### Record set

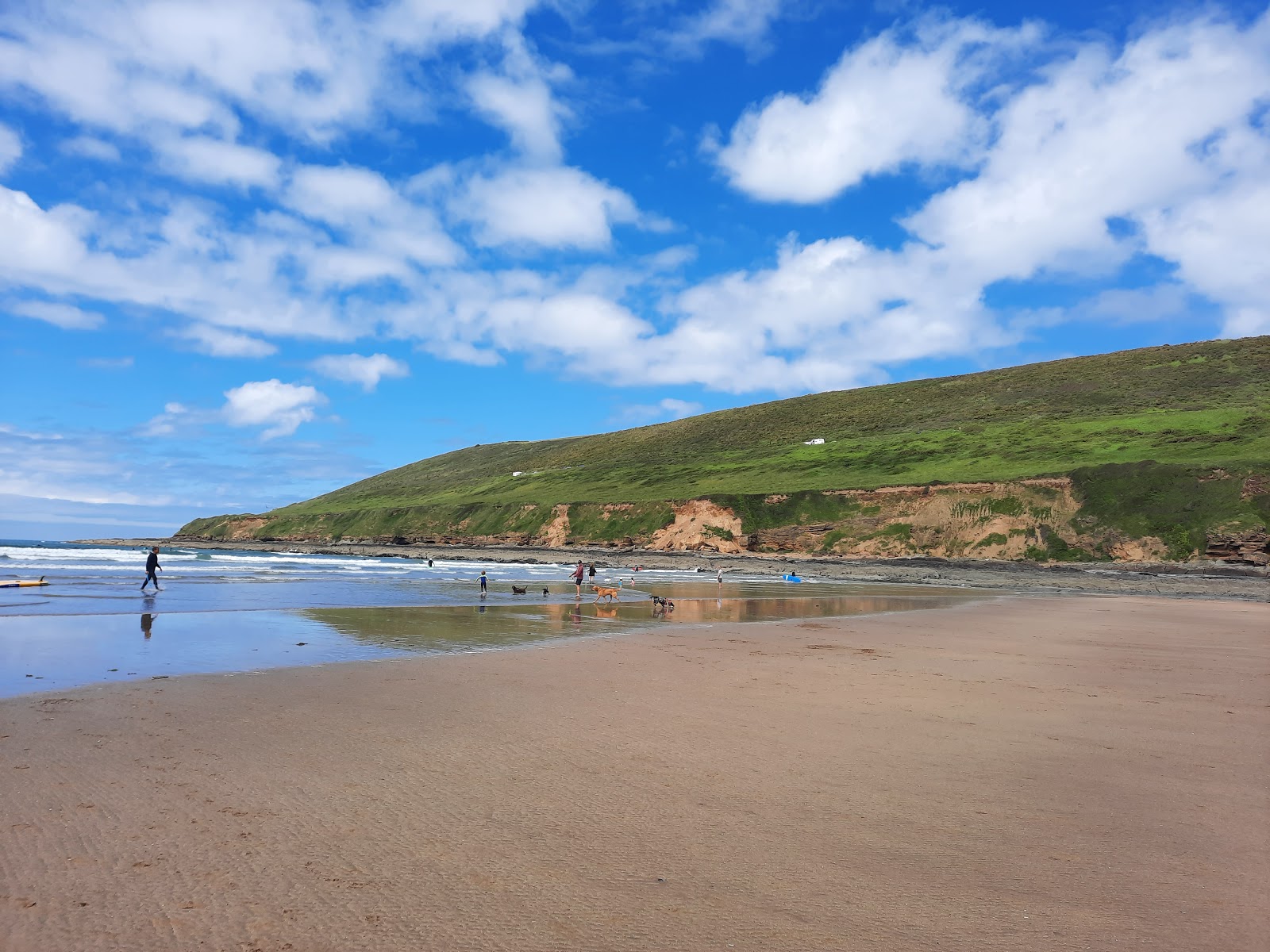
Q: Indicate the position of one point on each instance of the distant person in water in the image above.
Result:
(152, 568)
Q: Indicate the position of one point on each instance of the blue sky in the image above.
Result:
(254, 251)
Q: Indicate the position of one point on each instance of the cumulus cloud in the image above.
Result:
(552, 207)
(383, 228)
(279, 408)
(206, 159)
(666, 409)
(92, 148)
(219, 342)
(311, 69)
(67, 317)
(107, 363)
(520, 99)
(743, 23)
(1053, 159)
(884, 105)
(365, 371)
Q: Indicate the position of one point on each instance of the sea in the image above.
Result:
(243, 612)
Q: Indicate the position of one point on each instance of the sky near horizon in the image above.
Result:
(253, 251)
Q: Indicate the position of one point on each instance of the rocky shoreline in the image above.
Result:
(1170, 579)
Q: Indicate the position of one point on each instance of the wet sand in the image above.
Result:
(1014, 774)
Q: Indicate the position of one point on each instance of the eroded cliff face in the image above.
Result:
(1038, 520)
(969, 520)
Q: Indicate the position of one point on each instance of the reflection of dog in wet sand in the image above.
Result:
(602, 592)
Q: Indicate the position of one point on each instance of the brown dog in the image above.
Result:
(601, 592)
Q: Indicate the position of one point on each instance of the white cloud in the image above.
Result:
(92, 148)
(384, 228)
(1089, 154)
(554, 207)
(67, 317)
(219, 342)
(277, 406)
(666, 409)
(10, 149)
(313, 69)
(107, 363)
(356, 368)
(743, 23)
(213, 160)
(884, 105)
(520, 101)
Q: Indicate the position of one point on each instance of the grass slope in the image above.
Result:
(1202, 404)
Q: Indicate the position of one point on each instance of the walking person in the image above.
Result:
(152, 568)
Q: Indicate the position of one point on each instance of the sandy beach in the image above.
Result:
(1022, 774)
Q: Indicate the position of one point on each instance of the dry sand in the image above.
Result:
(1016, 774)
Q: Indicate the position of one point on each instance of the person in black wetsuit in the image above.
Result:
(152, 568)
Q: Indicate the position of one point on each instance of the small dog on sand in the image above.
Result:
(603, 592)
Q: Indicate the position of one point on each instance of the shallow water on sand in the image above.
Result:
(46, 653)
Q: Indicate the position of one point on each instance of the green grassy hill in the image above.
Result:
(1194, 405)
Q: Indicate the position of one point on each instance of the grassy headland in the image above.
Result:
(1187, 409)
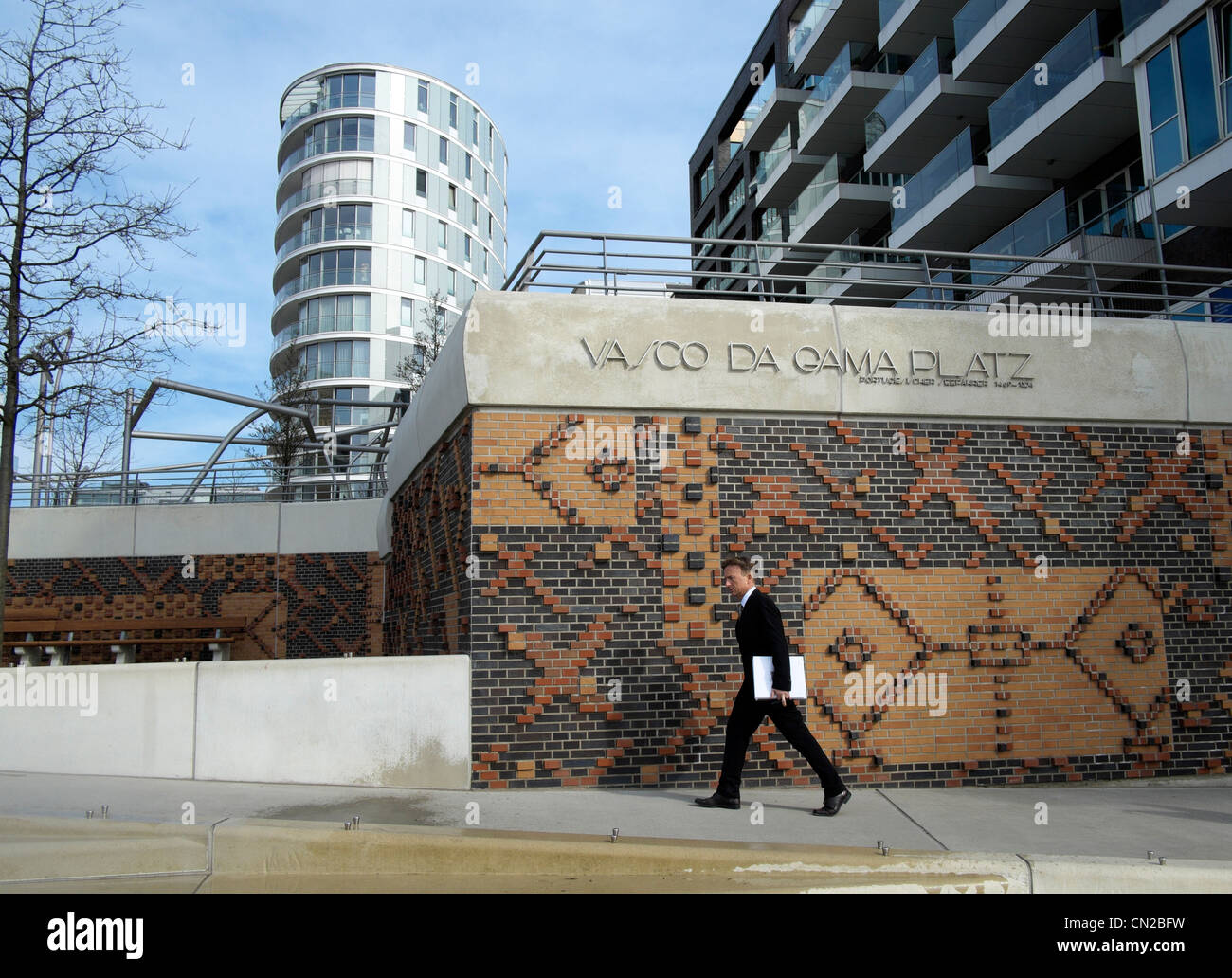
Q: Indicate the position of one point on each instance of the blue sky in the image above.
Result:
(588, 95)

### Your instructions
Set down the records in full and exactly. Do not carry over any image.

### Answer below
Q: Indicate the position of one point on each instance of the distant person in water in the image above.
Result:
(152, 568)
Q: Indicate the position of one point on each instance of the blue sky in the image above.
Result:
(254, 251)
Q: Indicate the position of one point on each instance of the cumulus cloud in the image above.
Result:
(552, 207)
(383, 228)
(279, 408)
(206, 159)
(666, 409)
(92, 148)
(219, 342)
(311, 69)
(67, 317)
(107, 363)
(520, 99)
(743, 23)
(1053, 159)
(884, 105)
(365, 371)
Q: Indicate the position of one point on each instance of the sea in the image above.
Result:
(243, 612)
Q: Indicate the position of one point on each instance of the sky near horizon in the image above.
Result:
(253, 251)
Q: Indicate the position of one point on each instance of the rocky shoreline in the image above.
Result:
(1170, 579)
Q: Indicate the position of one point on each instance of the wet sand in the image above.
Result:
(1014, 774)
Q: Indicate the position of one point on each instance of the eroded cliff face in the image above.
Result:
(1038, 520)
(969, 520)
Q: Indicate the position of one point on each instance of the reflection of dog in wet sand in the image above.
Result:
(602, 592)
Q: Indicate the position of one point on each instance of the brown dog in the image above.
Result:
(601, 592)
Q: Indicate the position of one point on each instance of the white cloud in the image above.
Result:
(92, 148)
(384, 228)
(1089, 154)
(554, 207)
(67, 317)
(219, 342)
(277, 406)
(666, 409)
(10, 149)
(313, 69)
(107, 363)
(356, 368)
(743, 23)
(213, 160)
(884, 105)
(520, 101)
Q: Indicate the position of one point on each instance of the grass slope in the image above.
Result:
(1202, 404)
Q: Indicate the position of one point on each instance of the walking person in the image above.
Result:
(152, 568)
Q: Indicate the position of one point on each instance of the sandy beach in the image above.
Result:
(1022, 774)
Q: Indicate the position of one point on each instance of the dry sand in the image above.
Result:
(1016, 774)
Q: Indicate the position of one point on each instance of the person in black wetsuit in the image above.
Result:
(152, 568)
Q: Indicate the position of one point on each instance of the small dog on sand in the image above.
Result:
(603, 592)
Q: Indicate the position of one point on each instance of the shallow water on sand in the image above.
Result:
(46, 653)
Q: Indicate the position of one point on each instance of the green grassy hill in the image above.
Result:
(1194, 405)
Q: Indicate the position of one point on each instance of the grassy headland in the image above.
Result:
(1187, 409)
Q: Indicate the position of one point on each instance of the blue sky in the image above.
Result:
(588, 95)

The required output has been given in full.